Items from a data source:

----

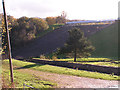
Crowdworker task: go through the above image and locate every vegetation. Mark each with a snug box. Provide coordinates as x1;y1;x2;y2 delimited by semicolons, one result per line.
46;11;66;25
2;62;56;88
89;22;118;58
33;55;120;67
58;28;94;62
3;60;118;80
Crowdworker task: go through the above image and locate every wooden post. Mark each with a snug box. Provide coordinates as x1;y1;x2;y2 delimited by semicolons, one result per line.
2;0;13;83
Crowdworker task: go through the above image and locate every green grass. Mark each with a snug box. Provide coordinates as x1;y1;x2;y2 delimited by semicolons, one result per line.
2;61;56;88
4;60;118;80
37;24;63;38
33;58;120;67
88;23;118;58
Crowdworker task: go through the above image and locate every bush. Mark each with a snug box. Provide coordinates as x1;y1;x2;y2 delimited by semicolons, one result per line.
40;54;46;59
52;56;57;61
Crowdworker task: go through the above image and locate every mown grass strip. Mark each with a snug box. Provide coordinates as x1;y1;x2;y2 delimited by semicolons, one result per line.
33;58;120;67
4;60;118;80
2;62;56;88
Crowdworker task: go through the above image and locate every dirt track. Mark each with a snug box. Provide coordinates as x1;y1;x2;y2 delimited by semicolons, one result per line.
18;69;118;88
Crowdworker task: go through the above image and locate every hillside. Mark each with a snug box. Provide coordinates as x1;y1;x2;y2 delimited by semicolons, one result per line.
89;22;118;57
12;25;110;58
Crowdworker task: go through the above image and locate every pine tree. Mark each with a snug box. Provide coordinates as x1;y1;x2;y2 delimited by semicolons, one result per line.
59;28;95;62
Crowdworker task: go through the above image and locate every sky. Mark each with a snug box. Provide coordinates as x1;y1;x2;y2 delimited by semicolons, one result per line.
0;0;120;20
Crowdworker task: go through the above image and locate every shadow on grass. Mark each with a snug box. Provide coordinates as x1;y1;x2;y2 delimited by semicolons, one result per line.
16;64;43;69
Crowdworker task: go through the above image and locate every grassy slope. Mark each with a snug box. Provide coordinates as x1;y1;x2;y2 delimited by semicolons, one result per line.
33;58;120;67
89;23;118;58
4;60;118;80
2;62;56;88
37;24;62;38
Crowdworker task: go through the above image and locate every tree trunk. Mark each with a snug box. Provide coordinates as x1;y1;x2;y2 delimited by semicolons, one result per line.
74;48;77;62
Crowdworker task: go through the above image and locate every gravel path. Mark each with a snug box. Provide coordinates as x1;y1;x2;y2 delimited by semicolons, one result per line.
18;69;118;88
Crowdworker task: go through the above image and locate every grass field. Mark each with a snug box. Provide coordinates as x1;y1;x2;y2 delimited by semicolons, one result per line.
33;58;120;67
89;22;118;58
3;60;118;80
2;59;57;88
37;24;63;38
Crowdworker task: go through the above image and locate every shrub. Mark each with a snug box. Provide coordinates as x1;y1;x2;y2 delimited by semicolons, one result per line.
40;54;46;59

----

§ WHAT YOU WILL DO:
Reproduce the lines starting with the line containing "locate every grassy" and going on through the line containing "74;48;77;62", keeping every line as it is except that 24 is added to each coordinate value in the bounding boxes.

§ ANSWER TO THE PROBLEM:
Crowdworker task: go through the above image and locate every grassy slope. Mark each with a snug box. Provide coordinates as x1;y1;x2;y2 delimited by semicolons, one result per line.
57;82;144;91
113;47;142;82
28;84;142;104
26;86;80;112
61;48;86;62
Crowdworker task: go through the above image and locate every tree trunk. Mark each with a snug box. Provide coordinates as x1;y1;x2;y2 delimited by semicolons, one result per line.
98;72;101;86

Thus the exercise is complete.